## EXERCISE DESCRIPTION
Rewrite everything from the row containing "Each <instance> lists" down to the row containing "31L125 76L90 66L193", swapping each "rough mask" for "coarse mask" and leaving everything else unchanged.

INPUT FOR THIS TASK section start

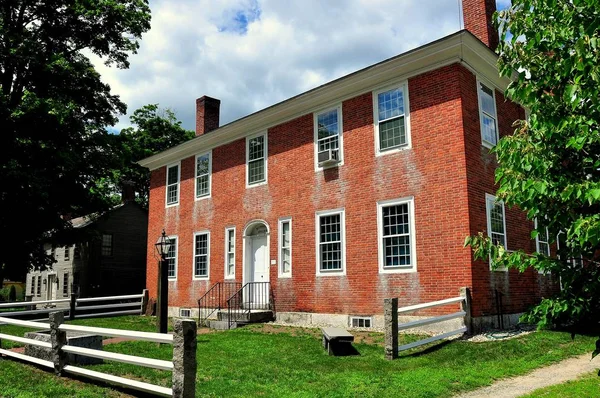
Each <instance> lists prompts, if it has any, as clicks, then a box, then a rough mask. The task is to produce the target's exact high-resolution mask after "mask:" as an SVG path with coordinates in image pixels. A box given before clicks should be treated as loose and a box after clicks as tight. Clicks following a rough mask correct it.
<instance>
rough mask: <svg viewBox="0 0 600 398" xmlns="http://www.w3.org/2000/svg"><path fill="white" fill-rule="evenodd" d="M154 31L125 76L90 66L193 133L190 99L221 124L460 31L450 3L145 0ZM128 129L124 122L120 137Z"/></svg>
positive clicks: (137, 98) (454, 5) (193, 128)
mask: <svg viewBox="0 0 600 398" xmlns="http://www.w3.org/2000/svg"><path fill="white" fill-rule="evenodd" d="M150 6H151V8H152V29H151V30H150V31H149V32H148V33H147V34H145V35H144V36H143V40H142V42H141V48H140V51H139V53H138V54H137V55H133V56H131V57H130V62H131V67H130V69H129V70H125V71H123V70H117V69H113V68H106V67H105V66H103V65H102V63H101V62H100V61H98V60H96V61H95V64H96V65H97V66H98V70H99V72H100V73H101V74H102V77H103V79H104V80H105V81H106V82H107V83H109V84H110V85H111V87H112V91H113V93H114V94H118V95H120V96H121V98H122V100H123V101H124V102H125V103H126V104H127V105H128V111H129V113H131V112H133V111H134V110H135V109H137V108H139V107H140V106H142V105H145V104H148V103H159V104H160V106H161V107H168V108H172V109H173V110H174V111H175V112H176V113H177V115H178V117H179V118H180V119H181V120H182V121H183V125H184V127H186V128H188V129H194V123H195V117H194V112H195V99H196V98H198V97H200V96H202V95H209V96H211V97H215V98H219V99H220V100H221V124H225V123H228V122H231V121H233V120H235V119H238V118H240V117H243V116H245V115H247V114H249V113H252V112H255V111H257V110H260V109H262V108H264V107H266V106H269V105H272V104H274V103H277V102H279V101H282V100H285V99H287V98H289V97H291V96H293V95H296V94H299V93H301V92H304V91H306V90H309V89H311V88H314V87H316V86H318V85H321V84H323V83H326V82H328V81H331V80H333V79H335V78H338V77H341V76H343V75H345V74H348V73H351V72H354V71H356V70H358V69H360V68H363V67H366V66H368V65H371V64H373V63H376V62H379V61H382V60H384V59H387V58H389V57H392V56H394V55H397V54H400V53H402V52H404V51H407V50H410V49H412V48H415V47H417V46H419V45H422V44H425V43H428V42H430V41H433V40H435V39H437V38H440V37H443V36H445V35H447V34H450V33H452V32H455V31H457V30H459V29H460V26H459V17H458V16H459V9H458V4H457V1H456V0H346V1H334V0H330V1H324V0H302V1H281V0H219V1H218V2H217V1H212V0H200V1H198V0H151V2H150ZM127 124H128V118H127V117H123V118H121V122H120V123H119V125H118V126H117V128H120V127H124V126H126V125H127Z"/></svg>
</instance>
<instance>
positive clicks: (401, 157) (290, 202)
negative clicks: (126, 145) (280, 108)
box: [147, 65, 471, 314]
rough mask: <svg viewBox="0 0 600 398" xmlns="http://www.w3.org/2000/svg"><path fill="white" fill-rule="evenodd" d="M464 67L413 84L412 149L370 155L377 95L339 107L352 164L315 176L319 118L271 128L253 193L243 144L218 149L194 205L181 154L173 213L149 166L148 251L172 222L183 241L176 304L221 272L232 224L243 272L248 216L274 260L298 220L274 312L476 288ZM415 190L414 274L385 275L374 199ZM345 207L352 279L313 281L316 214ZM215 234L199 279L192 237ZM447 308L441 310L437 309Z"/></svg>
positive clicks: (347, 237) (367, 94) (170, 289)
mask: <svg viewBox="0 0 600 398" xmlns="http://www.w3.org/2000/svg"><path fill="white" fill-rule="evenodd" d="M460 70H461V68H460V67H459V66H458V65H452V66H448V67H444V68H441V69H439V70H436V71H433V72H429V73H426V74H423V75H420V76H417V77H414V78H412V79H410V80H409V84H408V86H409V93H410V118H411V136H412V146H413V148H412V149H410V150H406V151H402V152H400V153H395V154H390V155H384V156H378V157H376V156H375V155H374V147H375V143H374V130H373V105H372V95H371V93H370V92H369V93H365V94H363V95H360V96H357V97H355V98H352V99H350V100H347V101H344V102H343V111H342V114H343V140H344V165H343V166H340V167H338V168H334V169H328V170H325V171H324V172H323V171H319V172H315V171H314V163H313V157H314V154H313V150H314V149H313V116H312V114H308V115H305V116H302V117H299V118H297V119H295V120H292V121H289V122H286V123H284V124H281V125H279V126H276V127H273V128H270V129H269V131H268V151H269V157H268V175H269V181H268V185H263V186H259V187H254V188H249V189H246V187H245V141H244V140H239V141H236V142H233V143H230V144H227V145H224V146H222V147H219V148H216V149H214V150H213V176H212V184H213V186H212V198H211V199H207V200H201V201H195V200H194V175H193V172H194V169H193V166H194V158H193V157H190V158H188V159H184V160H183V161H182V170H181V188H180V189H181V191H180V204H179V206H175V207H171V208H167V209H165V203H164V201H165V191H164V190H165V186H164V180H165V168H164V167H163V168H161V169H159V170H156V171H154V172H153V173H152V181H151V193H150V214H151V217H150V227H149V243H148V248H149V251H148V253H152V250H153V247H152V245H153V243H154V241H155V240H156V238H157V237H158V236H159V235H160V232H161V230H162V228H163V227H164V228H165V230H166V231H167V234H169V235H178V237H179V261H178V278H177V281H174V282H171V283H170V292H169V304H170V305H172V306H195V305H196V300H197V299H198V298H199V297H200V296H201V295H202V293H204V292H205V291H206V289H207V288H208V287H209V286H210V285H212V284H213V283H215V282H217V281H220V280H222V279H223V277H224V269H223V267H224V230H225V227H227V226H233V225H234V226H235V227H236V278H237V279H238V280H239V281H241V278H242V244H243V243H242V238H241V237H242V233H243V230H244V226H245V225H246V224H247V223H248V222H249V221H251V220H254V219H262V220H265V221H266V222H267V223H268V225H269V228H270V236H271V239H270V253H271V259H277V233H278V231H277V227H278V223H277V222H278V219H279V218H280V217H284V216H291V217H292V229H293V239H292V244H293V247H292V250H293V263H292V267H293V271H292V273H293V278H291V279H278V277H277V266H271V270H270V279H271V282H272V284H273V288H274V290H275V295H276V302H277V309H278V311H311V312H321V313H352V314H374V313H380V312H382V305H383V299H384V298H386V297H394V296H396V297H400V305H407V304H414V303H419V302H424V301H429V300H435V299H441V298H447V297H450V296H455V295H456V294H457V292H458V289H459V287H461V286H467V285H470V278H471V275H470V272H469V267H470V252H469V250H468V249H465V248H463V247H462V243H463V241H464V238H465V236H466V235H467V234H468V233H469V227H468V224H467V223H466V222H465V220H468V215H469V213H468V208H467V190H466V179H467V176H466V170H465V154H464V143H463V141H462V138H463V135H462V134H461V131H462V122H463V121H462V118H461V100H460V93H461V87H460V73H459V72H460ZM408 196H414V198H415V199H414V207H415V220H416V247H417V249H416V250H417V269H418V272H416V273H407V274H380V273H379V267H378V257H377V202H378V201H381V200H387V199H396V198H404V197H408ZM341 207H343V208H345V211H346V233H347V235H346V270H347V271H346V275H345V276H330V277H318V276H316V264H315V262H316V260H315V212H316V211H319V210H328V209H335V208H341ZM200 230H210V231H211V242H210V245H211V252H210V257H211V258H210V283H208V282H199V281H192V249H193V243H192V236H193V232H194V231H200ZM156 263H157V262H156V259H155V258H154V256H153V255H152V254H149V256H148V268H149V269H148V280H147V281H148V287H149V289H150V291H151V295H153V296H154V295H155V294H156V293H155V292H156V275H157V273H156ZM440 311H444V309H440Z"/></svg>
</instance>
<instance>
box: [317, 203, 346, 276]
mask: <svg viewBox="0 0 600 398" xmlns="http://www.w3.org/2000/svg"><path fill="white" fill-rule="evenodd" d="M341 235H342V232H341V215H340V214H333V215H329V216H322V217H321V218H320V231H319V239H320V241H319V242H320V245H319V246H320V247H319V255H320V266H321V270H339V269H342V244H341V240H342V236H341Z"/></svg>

INPUT FOR THIS TASK section end
INPUT FOR THIS TASK section start

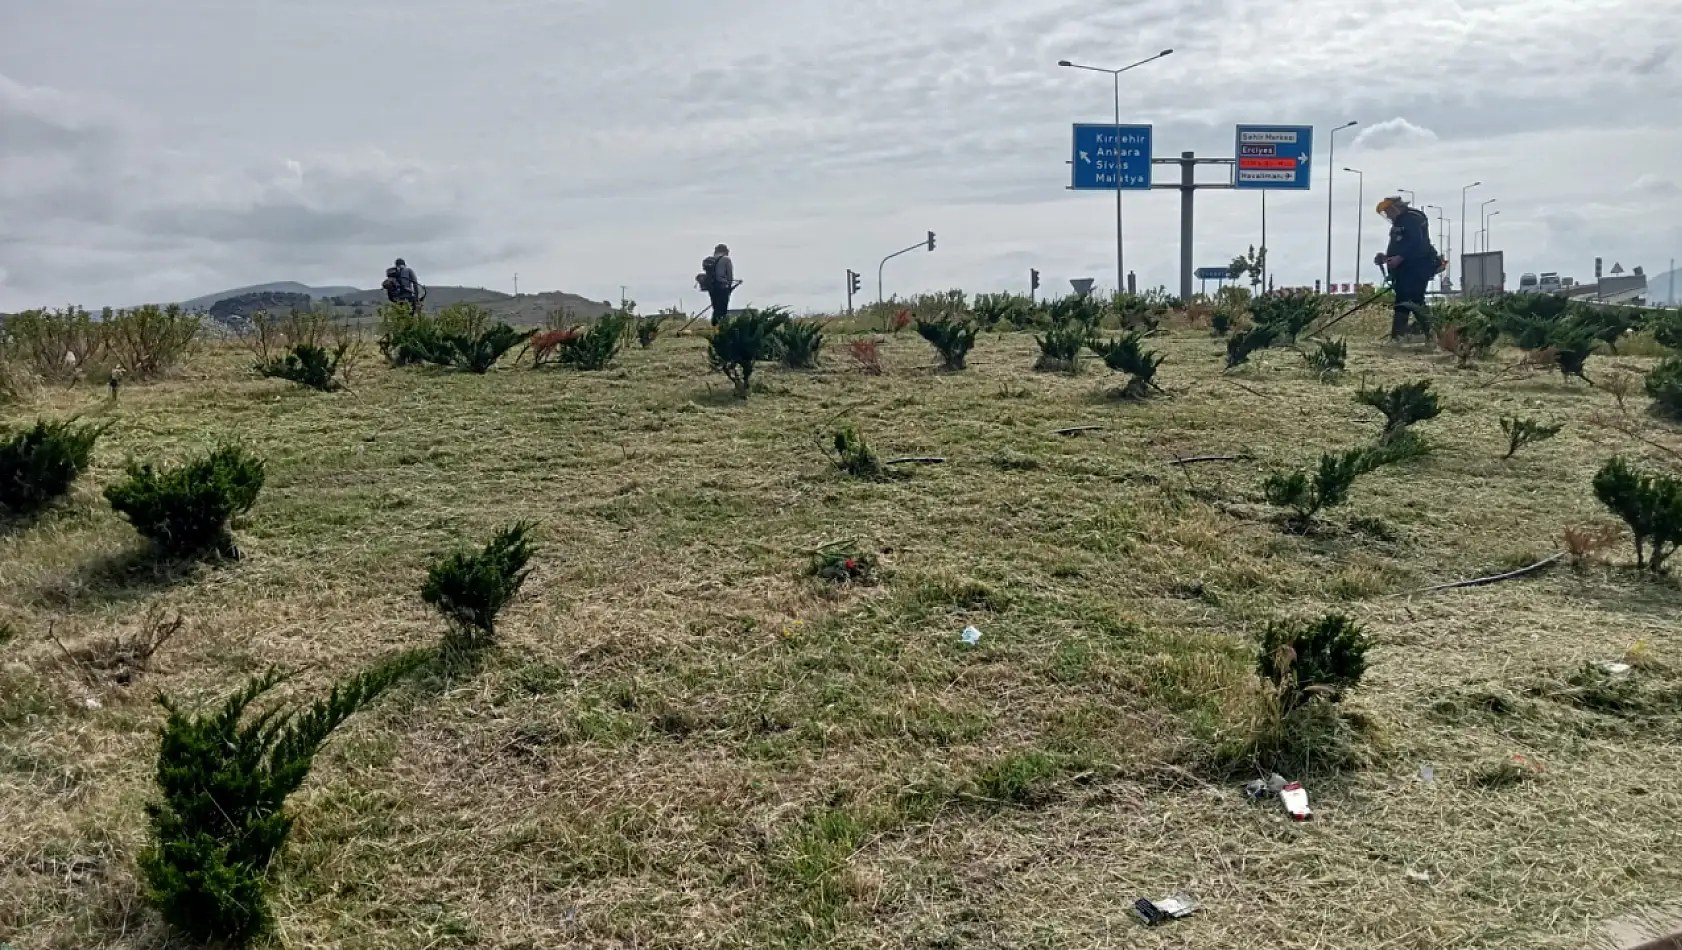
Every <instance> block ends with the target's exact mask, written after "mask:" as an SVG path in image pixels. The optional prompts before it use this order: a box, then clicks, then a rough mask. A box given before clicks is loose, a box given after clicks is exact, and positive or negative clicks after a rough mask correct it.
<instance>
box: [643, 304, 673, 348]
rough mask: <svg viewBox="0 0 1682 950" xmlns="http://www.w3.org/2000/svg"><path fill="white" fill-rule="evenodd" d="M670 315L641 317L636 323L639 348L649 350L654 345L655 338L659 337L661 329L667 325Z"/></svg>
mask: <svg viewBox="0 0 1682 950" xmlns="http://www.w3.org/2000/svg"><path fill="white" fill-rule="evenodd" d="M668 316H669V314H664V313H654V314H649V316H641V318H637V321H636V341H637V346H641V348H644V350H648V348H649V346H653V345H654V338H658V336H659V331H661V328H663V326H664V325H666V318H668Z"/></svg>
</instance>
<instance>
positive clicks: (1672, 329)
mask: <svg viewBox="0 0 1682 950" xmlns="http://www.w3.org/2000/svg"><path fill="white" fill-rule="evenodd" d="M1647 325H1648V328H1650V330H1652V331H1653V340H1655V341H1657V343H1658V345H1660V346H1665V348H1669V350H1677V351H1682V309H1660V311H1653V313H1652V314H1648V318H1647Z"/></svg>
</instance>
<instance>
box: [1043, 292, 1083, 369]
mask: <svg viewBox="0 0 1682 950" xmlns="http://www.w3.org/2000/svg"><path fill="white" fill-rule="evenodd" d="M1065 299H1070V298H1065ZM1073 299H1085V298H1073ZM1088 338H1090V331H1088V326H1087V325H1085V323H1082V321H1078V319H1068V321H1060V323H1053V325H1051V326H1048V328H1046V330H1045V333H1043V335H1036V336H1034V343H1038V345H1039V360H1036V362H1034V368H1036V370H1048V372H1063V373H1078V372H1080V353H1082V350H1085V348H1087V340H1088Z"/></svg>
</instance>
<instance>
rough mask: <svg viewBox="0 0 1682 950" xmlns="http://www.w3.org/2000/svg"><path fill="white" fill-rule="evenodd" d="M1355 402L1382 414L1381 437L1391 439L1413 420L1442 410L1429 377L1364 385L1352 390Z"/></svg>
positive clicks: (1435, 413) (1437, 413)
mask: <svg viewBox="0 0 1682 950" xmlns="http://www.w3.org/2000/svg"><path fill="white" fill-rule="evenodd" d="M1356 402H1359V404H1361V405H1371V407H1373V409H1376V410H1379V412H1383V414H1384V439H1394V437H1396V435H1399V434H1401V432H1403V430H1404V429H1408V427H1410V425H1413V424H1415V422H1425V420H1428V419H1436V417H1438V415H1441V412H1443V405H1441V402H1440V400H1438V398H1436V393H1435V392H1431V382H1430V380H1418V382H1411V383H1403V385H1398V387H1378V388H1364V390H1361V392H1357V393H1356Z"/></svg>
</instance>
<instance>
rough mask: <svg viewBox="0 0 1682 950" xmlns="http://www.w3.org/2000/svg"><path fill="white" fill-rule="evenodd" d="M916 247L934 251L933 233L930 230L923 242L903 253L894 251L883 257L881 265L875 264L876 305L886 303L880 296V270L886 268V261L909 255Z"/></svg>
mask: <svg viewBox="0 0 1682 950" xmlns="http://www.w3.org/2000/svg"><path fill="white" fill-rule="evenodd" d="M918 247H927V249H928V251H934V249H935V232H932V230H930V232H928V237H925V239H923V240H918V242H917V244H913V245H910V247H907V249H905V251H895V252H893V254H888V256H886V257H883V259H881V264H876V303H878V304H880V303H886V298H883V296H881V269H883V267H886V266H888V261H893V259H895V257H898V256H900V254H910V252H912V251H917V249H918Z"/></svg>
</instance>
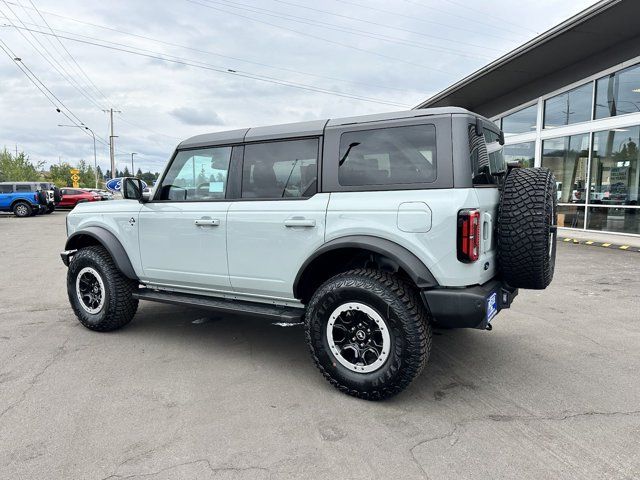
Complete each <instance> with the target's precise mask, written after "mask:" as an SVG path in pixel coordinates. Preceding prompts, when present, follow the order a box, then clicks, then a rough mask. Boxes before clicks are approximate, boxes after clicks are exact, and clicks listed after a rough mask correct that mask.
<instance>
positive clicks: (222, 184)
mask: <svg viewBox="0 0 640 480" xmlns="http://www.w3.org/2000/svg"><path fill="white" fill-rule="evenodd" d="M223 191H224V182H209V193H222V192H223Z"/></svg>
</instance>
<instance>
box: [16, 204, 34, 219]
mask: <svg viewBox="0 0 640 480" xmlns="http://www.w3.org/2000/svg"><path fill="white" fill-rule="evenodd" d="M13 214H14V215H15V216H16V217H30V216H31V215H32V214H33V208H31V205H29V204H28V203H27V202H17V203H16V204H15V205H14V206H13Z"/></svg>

INPUT FOR THIS TASK section end
INPUT FOR THIS TASK section start

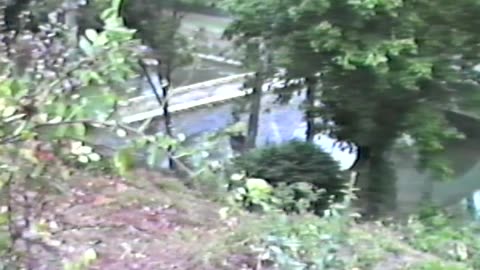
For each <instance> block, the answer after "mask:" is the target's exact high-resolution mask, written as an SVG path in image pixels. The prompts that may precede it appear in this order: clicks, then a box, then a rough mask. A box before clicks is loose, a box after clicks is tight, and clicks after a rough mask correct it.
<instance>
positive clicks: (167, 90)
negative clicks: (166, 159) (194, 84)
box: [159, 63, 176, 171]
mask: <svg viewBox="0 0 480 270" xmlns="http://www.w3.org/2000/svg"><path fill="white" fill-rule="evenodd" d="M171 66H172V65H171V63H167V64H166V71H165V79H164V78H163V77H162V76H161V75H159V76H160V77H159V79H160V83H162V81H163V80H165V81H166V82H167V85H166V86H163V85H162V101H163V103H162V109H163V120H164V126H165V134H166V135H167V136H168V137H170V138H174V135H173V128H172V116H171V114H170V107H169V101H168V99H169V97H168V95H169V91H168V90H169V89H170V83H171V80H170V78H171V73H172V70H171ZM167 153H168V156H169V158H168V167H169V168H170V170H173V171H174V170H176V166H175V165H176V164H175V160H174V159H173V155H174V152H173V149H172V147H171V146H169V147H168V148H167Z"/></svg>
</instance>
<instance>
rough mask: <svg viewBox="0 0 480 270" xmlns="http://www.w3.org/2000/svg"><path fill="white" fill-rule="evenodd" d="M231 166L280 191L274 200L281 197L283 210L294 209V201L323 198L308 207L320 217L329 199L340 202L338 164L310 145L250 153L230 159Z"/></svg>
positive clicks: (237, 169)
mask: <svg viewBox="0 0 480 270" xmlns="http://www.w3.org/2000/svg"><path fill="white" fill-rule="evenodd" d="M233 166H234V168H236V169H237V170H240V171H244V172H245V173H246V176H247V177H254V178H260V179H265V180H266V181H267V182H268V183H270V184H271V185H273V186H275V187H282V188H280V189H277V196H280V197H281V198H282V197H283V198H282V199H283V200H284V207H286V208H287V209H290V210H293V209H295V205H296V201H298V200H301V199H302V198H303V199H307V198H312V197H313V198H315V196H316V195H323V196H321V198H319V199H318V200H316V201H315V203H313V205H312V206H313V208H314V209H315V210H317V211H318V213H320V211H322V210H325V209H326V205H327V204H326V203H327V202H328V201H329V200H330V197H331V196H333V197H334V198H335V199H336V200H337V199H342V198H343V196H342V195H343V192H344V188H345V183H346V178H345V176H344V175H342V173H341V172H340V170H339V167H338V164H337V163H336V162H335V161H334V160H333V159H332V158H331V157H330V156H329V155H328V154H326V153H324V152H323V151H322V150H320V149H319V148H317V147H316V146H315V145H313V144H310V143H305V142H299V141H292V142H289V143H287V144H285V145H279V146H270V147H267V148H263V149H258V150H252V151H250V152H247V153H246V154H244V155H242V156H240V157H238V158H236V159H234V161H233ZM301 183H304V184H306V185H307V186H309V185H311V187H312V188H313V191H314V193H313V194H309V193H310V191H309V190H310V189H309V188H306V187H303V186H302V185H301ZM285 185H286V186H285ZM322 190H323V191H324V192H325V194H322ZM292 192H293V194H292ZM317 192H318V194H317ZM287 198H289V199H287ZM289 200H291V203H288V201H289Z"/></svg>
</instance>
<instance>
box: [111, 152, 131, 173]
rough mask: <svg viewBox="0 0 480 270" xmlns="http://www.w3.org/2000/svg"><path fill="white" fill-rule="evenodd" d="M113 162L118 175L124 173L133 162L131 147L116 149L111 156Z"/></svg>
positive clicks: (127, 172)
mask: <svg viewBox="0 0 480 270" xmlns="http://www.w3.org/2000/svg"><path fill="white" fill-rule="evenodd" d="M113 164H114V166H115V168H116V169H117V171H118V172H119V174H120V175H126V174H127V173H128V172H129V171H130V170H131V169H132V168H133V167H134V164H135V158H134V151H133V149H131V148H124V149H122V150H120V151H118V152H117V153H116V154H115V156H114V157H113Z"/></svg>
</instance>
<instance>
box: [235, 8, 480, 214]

INPUT FOR THIS TASK section end

## OUTPUT FOR THIS TASK
Each <instance> lists prompts, if it has any, as clicks, then a box, then a coarse mask. The task is to produce the target's exact high-resolution mask after "mask:" as an SVG path with coordinates in image pixels. A box given before clicks should be treated as loose and a box after clicks as tight. Clicks following a coarse mask correct it.
<instance>
coarse mask: <svg viewBox="0 0 600 398" xmlns="http://www.w3.org/2000/svg"><path fill="white" fill-rule="evenodd" d="M154 31L125 76L90 66L193 133L190 99L221 124L460 31L450 3L145 0ZM128 129L124 122L120 137Z"/></svg>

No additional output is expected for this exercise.